**Instructions for the task**:
Nothing but a number should be given: how many lines of the records include "large"?

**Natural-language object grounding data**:
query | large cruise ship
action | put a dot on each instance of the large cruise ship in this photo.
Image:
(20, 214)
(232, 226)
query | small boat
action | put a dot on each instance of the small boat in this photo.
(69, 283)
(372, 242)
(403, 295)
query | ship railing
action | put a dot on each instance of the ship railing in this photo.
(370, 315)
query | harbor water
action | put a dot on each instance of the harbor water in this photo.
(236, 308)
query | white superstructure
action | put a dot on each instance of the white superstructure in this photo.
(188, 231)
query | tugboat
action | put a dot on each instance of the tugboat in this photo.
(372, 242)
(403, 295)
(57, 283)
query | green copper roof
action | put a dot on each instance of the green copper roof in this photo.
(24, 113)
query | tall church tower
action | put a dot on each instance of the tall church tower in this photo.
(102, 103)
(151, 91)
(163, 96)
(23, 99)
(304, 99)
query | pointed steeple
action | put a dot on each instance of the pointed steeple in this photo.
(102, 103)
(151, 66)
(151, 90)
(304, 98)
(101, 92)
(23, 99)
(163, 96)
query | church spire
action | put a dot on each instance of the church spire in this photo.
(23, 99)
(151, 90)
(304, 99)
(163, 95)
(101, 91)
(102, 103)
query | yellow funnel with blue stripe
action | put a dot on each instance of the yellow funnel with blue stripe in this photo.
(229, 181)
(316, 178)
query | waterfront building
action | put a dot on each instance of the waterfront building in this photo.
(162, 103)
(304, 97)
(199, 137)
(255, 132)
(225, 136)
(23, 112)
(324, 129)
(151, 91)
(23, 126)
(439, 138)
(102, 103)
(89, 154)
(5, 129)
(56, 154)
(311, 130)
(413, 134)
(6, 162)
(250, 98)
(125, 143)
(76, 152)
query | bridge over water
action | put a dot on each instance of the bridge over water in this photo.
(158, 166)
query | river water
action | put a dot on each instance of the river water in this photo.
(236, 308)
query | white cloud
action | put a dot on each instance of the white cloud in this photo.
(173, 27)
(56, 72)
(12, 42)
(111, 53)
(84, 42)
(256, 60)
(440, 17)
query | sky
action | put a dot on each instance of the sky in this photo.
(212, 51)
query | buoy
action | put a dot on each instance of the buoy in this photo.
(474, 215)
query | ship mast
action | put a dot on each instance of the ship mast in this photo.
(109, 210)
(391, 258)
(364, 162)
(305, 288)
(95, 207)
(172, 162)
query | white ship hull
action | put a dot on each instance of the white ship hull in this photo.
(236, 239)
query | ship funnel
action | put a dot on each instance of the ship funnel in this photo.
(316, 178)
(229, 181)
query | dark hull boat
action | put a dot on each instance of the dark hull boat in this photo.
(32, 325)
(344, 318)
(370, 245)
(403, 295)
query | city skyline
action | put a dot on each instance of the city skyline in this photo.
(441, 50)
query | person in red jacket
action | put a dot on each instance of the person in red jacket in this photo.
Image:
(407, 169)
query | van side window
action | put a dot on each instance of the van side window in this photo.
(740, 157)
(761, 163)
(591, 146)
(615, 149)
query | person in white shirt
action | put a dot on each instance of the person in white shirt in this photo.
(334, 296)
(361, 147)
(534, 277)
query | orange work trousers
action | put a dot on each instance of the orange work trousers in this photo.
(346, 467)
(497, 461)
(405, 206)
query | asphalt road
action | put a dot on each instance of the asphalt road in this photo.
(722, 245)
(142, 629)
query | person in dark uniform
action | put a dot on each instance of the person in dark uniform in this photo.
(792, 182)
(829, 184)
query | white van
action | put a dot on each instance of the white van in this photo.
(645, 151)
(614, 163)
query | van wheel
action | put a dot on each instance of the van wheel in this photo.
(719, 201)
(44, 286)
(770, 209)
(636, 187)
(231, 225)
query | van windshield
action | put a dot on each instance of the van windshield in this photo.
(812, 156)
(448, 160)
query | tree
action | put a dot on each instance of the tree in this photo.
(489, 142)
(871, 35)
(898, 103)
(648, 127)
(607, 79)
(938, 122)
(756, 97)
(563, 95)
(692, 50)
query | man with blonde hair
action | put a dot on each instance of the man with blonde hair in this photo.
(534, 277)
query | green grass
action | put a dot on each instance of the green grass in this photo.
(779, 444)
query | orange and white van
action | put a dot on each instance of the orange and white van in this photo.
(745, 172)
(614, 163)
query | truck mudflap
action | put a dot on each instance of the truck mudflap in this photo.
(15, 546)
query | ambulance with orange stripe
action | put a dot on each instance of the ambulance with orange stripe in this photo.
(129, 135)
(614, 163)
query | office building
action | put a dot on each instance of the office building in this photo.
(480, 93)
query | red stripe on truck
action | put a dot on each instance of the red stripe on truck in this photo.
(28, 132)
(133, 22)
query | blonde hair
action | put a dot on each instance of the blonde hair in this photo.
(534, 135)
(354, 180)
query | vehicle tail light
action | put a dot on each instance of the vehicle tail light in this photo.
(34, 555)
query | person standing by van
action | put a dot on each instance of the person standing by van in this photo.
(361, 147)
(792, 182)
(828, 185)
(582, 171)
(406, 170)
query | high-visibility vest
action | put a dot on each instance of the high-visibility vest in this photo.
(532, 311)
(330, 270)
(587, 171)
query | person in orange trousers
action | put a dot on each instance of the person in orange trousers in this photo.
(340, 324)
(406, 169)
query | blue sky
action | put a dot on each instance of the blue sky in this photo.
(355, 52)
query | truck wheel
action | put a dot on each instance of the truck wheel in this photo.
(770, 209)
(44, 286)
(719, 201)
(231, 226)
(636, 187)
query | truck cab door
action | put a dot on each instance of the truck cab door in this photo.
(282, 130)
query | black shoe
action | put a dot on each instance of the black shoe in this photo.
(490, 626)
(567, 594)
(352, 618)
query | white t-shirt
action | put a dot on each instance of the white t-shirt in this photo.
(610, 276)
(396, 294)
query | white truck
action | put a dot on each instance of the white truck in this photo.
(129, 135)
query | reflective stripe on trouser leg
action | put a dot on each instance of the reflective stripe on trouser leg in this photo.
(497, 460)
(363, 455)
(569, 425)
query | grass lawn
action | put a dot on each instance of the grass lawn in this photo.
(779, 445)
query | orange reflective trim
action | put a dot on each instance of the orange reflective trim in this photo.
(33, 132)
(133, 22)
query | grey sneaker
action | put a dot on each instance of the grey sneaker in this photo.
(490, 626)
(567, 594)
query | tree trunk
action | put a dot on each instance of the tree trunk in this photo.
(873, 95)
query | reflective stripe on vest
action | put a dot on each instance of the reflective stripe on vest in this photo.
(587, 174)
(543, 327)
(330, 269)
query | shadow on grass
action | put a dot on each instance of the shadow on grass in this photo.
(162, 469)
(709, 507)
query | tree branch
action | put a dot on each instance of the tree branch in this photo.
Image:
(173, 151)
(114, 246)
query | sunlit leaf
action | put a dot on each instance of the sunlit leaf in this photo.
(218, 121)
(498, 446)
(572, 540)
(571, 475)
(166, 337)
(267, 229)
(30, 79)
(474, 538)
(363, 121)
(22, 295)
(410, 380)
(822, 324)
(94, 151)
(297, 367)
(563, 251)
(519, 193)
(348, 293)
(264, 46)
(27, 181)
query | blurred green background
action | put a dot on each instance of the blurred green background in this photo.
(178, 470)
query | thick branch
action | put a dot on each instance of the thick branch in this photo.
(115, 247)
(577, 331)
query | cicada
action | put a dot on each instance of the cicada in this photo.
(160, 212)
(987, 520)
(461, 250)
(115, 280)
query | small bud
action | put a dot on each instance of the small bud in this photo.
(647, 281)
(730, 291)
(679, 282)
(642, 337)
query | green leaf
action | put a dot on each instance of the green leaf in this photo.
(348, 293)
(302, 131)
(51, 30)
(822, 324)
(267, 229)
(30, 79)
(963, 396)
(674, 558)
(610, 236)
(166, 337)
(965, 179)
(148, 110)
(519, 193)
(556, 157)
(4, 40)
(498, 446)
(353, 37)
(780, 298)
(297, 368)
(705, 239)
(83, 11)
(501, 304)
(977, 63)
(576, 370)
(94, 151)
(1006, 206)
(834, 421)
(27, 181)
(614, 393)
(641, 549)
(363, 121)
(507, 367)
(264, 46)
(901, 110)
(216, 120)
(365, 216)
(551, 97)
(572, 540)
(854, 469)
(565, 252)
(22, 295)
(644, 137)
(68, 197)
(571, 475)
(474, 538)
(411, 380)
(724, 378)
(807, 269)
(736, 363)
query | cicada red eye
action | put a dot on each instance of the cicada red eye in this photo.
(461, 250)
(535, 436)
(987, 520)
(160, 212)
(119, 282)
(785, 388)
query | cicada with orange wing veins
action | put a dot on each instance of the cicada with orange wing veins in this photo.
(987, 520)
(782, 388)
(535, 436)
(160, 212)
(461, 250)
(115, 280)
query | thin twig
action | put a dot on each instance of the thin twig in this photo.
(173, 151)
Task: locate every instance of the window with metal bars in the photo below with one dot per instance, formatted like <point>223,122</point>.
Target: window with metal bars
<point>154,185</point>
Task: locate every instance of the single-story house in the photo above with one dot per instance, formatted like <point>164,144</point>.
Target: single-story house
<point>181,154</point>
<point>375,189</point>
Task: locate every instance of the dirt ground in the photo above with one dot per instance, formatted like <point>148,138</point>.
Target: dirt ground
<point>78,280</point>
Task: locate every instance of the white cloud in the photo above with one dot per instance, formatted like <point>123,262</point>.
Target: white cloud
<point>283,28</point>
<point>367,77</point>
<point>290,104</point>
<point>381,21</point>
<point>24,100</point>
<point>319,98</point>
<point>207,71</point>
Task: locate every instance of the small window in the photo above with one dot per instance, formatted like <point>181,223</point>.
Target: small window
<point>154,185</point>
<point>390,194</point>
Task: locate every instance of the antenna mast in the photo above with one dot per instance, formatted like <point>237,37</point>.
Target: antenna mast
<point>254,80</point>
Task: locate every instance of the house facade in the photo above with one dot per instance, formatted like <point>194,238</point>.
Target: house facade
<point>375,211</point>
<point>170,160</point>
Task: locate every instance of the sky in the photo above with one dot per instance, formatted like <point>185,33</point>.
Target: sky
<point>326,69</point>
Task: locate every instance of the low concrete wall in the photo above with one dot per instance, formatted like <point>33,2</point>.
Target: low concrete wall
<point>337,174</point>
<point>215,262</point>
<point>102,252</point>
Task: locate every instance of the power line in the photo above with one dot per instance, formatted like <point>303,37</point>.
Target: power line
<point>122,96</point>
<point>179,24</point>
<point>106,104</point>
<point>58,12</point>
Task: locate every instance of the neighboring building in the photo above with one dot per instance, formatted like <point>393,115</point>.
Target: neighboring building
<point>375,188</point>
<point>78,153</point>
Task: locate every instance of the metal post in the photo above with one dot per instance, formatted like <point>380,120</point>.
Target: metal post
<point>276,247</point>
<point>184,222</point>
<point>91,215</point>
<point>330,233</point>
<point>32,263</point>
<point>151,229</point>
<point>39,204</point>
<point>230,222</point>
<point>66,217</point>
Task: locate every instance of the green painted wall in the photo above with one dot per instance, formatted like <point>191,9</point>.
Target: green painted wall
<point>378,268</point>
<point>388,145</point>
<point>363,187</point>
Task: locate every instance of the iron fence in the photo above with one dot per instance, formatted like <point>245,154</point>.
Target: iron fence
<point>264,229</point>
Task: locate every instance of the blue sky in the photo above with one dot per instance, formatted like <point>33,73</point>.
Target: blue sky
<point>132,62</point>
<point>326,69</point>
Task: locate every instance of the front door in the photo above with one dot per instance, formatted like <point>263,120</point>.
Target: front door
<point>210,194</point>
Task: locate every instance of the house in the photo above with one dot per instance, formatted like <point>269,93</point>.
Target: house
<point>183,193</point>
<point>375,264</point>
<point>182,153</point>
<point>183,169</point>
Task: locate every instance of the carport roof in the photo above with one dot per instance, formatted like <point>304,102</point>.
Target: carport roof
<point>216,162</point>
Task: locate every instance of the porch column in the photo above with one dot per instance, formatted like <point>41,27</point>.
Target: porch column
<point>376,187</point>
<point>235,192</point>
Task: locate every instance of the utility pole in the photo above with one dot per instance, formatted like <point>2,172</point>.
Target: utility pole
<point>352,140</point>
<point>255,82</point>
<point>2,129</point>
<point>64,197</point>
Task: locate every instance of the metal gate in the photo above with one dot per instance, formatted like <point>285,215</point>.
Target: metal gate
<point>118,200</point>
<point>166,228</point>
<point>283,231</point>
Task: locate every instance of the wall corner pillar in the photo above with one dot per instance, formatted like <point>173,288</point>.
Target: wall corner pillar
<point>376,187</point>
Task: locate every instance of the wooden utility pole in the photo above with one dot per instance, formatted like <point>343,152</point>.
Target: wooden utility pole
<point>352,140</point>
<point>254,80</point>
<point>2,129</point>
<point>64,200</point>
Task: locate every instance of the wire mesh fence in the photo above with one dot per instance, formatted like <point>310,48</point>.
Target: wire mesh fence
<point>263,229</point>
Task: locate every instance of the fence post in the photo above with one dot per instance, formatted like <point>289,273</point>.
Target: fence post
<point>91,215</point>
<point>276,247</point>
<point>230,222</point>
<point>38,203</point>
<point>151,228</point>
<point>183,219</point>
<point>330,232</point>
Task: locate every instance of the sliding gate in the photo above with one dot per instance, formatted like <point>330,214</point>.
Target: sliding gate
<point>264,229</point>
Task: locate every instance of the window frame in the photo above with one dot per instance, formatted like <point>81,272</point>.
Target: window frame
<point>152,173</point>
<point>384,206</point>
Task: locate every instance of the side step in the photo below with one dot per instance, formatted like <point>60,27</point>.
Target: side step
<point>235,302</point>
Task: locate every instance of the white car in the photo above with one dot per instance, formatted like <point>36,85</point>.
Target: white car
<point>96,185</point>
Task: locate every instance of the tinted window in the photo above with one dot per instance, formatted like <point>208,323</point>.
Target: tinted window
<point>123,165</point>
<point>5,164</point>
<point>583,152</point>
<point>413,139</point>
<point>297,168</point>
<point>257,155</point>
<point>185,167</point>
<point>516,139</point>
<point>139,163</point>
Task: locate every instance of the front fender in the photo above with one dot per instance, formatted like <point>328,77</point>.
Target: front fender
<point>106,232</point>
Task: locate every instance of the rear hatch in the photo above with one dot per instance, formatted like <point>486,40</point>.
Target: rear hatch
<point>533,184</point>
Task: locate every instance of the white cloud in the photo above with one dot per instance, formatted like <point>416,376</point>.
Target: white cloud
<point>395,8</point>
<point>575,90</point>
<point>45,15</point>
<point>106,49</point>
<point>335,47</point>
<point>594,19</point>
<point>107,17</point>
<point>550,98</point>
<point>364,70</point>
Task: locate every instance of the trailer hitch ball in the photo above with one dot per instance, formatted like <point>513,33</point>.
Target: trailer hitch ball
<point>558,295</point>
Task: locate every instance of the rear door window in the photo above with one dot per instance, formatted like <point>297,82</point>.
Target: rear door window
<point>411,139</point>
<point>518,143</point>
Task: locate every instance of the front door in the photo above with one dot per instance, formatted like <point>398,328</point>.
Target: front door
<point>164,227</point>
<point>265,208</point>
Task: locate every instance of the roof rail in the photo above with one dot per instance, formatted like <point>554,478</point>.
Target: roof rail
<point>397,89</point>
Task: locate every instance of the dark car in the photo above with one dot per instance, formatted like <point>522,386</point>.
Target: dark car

**Your response**:
2